→ **Your objective**: Rewrite the items from the line containing "Where can you find the front entry" up to and including the line containing "pixel 595 334", keeping the requests, and shift each x and y coordinate in the answers up by 61.

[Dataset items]

* BEGIN *

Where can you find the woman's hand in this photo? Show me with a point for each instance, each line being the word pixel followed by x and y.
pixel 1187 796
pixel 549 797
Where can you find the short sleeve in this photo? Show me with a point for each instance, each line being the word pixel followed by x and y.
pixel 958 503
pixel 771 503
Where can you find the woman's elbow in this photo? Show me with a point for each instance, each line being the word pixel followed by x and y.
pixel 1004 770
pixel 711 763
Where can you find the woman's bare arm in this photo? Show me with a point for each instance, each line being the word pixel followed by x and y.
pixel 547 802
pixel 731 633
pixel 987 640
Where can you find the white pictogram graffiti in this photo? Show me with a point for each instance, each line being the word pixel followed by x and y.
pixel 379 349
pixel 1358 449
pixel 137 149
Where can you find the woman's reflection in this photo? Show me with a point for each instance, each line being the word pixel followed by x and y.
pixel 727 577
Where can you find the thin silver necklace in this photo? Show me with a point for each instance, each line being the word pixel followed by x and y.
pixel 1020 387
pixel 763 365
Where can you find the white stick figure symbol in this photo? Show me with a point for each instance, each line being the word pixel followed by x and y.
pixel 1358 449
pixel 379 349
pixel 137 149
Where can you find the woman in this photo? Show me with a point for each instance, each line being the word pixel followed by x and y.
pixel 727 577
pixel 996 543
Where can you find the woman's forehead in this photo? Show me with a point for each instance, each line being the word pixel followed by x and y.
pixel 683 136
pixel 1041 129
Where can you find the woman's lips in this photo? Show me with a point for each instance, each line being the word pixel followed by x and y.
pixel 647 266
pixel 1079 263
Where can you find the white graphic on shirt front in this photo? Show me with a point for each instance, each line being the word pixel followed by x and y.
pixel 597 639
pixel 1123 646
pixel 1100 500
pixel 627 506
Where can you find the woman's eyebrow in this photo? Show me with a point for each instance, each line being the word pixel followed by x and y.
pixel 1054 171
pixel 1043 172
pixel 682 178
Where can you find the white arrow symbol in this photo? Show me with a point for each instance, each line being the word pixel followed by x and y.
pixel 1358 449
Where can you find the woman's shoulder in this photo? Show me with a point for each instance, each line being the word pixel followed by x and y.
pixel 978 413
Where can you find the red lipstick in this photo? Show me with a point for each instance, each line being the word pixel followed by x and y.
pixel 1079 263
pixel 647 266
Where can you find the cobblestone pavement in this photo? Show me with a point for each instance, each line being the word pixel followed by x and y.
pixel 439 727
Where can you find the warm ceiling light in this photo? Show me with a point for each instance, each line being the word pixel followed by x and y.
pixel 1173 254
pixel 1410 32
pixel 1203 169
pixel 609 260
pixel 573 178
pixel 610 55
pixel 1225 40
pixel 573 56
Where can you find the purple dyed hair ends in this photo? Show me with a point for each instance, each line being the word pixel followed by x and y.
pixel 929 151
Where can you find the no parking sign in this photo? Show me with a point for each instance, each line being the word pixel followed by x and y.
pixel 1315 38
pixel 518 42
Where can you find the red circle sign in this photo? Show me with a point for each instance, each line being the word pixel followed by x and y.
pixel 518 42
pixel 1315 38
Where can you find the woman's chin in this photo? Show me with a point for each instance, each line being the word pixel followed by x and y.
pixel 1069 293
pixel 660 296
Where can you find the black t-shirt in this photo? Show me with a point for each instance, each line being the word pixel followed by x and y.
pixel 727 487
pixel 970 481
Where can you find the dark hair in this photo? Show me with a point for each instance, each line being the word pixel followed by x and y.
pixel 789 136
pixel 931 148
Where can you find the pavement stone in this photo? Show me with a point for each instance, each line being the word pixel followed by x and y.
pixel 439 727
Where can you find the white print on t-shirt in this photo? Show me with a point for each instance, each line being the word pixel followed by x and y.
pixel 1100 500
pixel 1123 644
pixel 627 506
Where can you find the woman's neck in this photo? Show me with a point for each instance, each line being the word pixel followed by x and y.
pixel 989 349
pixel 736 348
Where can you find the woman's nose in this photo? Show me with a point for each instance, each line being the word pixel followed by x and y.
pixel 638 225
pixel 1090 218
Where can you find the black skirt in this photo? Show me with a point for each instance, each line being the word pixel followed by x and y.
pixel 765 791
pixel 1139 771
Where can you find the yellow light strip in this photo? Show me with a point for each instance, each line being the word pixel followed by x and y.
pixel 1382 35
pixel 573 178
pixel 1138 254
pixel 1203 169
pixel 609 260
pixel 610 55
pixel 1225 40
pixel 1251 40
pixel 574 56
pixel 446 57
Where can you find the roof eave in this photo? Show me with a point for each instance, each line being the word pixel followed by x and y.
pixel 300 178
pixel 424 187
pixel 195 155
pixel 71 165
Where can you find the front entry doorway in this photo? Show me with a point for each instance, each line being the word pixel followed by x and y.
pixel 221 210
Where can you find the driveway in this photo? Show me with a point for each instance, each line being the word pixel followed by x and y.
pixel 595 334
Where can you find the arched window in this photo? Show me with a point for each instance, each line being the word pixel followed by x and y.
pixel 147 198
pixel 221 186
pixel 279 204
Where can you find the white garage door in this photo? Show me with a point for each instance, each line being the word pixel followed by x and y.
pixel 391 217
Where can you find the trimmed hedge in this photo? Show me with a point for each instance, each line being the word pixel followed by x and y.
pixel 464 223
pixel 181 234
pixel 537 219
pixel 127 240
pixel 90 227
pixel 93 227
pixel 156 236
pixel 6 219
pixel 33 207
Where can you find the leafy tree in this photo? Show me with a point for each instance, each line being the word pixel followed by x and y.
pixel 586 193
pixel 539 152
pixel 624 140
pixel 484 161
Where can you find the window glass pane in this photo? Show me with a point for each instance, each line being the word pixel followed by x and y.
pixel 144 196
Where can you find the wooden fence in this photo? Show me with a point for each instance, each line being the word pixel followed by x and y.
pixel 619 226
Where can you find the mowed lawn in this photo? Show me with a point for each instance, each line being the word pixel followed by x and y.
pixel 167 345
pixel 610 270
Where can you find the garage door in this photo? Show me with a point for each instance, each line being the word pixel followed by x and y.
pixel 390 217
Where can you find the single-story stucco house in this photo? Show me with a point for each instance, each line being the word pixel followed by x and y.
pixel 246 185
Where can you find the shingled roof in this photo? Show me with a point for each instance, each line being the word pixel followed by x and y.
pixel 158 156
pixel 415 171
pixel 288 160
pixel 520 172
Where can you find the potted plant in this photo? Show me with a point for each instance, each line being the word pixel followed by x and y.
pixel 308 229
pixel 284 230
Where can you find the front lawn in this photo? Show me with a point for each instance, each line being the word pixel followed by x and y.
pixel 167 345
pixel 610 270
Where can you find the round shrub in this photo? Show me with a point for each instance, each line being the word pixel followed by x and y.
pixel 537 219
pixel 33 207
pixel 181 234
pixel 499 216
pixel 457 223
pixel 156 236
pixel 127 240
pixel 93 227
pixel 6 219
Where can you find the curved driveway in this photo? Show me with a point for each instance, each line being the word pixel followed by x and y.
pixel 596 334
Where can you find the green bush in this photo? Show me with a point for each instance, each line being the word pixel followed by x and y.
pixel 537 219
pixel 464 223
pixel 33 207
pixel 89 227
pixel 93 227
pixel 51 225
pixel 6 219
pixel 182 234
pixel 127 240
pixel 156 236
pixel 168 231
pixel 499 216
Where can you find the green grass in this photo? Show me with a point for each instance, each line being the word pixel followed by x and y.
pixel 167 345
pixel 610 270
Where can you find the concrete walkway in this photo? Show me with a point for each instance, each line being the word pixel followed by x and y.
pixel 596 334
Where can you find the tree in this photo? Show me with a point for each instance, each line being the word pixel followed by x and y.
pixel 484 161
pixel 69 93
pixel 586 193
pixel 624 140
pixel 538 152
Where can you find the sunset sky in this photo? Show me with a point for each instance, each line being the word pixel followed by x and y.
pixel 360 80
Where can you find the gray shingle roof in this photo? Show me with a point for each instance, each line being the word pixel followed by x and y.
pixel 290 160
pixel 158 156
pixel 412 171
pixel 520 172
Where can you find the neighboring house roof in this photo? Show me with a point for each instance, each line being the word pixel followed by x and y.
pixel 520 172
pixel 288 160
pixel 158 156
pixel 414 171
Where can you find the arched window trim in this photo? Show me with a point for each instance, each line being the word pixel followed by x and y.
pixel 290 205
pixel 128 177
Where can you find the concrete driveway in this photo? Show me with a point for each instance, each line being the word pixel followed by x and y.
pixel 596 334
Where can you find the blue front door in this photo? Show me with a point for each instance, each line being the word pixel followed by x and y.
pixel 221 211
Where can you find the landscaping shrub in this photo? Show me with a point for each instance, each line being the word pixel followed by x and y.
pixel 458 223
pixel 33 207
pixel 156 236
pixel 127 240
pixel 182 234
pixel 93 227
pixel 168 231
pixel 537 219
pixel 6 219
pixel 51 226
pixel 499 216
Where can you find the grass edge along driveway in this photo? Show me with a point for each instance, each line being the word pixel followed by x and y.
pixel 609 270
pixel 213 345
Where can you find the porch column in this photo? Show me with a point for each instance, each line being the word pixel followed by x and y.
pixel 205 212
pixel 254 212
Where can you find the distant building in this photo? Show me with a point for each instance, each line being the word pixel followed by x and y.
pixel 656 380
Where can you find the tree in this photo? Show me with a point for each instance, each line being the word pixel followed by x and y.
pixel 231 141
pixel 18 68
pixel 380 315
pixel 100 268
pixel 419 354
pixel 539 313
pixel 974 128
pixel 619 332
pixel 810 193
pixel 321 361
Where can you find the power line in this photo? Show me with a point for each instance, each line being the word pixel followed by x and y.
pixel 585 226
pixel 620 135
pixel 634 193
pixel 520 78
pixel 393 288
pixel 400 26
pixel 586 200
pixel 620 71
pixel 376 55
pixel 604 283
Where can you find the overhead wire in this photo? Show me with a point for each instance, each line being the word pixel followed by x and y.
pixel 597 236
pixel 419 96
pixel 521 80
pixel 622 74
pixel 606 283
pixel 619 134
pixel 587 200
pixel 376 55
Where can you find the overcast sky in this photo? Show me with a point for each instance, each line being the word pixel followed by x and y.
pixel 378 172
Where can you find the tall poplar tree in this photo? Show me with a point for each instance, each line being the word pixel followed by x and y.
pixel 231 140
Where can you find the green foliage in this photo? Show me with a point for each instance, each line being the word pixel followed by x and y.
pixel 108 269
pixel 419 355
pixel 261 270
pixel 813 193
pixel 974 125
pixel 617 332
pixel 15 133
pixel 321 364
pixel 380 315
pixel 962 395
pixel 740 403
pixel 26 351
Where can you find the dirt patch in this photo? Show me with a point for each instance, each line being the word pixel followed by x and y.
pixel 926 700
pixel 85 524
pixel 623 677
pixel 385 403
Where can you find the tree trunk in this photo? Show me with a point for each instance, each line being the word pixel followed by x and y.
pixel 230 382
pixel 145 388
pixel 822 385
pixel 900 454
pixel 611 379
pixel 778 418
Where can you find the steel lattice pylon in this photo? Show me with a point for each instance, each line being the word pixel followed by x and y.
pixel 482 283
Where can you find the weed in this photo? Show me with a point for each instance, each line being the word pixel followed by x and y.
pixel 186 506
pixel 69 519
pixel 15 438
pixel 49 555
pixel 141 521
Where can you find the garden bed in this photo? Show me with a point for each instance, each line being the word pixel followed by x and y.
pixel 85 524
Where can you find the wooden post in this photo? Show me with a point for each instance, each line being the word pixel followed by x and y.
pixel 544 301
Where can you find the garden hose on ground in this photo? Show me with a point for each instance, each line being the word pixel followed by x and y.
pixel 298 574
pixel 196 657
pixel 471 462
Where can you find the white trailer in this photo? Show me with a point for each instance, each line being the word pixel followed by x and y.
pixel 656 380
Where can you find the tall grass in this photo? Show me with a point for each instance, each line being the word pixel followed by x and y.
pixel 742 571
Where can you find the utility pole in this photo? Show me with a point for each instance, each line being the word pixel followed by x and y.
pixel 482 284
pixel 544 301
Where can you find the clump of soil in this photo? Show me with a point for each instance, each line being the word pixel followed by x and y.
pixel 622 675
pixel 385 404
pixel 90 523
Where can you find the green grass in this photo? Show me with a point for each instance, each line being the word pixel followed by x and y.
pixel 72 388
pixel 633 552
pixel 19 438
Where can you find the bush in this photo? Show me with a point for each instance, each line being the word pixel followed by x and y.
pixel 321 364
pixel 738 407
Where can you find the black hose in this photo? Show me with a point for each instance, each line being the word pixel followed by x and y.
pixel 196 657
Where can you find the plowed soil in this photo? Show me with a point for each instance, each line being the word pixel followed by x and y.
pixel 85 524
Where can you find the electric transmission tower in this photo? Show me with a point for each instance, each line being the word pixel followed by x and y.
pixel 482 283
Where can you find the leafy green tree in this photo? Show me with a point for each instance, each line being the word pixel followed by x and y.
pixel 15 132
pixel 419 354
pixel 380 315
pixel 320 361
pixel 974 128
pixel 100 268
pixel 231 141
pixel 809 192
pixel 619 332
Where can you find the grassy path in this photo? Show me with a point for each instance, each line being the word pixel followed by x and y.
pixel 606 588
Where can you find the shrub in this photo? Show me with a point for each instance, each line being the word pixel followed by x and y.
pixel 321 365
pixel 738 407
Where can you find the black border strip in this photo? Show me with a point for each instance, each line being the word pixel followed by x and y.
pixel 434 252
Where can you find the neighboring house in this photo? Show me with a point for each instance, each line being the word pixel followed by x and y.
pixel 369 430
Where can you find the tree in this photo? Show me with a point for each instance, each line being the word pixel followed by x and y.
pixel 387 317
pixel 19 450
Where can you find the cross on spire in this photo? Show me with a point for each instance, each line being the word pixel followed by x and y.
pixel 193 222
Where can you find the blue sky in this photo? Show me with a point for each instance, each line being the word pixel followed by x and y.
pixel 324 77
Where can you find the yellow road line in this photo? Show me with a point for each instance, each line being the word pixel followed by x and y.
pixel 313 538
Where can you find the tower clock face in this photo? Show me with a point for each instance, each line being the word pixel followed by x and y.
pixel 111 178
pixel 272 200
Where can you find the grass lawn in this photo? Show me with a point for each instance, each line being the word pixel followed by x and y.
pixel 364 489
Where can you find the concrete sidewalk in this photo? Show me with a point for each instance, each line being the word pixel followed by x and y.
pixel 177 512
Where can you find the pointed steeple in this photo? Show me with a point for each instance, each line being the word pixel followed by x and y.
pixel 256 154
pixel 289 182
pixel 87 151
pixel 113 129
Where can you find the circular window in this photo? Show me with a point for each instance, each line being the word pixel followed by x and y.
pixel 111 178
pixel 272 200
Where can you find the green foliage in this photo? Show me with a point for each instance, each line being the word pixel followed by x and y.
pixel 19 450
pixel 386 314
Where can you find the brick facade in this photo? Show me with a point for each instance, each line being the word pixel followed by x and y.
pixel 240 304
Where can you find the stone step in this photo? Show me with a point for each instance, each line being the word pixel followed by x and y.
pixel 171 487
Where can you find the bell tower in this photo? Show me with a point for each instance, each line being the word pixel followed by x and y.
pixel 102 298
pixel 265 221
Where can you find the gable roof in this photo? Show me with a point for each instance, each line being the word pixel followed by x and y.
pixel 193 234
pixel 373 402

* END *

→ **Written solution**:
Where can you find the front entry doorway in this photo? Show me with a point for each instance, each line being the word pixel followed by x and y.
pixel 282 271
Where can you find the driveway in this photo? Show me with a point for each instance, each line being the word pixel followed by x and y.
pixel 656 395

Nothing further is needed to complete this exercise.